[Items listed in a dataset]
★ ★ ★ ★ ★ ★ ★

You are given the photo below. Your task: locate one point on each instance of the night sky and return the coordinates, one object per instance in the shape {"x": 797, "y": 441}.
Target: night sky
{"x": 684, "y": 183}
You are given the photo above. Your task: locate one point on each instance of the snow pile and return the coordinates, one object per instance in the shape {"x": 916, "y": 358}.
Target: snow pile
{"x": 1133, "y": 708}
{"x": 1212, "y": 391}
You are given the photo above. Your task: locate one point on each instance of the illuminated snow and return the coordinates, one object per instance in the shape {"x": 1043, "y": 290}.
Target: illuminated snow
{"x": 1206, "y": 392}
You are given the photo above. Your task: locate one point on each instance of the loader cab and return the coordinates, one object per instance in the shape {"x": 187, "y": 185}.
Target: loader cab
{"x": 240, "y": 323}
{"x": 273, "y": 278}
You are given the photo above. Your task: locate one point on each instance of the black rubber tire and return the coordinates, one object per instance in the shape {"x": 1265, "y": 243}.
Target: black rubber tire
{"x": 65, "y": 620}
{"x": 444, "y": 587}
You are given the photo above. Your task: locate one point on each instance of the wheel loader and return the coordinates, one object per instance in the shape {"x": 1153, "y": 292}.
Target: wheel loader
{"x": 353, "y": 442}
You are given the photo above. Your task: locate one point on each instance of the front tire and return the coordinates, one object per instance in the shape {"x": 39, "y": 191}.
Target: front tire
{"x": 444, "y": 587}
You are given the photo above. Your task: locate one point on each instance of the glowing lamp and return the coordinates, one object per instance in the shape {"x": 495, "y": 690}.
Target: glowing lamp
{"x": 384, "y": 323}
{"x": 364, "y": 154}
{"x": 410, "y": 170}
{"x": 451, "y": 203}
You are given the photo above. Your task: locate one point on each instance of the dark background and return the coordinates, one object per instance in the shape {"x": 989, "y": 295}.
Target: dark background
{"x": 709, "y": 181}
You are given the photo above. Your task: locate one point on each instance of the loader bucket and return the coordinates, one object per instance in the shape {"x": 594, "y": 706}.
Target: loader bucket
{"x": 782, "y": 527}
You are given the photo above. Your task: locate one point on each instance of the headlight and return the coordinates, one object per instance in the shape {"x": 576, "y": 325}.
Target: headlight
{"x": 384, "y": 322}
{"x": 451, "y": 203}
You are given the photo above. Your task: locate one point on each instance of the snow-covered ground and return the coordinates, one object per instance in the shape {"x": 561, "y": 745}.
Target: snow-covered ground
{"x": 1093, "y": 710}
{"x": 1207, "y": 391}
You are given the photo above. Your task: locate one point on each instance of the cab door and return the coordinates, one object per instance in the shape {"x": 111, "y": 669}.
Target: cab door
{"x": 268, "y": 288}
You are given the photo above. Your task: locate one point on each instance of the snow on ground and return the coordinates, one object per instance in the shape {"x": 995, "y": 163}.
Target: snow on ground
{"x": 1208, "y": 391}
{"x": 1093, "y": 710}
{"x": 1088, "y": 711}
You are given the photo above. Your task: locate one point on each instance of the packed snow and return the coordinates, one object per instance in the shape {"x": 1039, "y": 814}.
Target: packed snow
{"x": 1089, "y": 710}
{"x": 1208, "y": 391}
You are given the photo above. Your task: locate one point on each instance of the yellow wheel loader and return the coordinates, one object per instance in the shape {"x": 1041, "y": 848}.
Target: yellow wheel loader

★ ★ ★ ★ ★ ★ ★

* PROBLEM TO WORK ON
Could you quote, exactly as they appear, the line containing "the cab door" and every line after it to the end of the records above?

* OUTPUT BELOW
You are given the photo above. Your task: locate one point on each instance of the cab door and return the coordinates, one object per instance in the shape {"x": 111, "y": 669}.
Target: cab door
{"x": 268, "y": 288}
You are given the photo above. Your task: locate one point on each instance of the snow on ground and return the coordinates, one object per instance in the shape {"x": 995, "y": 163}.
Target: snow on ground
{"x": 1208, "y": 391}
{"x": 1093, "y": 710}
{"x": 1088, "y": 711}
You are given the photo above. Your task: locate one point on each instance of the packed snow and return the coordinates, one object per instance in the shape {"x": 1039, "y": 814}.
Target: packed snow
{"x": 1089, "y": 710}
{"x": 1208, "y": 391}
You are given the photo above. Your task: locate one point on each instance of the yellow wheel loader and return the coordinates, one object per instance in the shape {"x": 1041, "y": 848}.
Target: yellow wheel loader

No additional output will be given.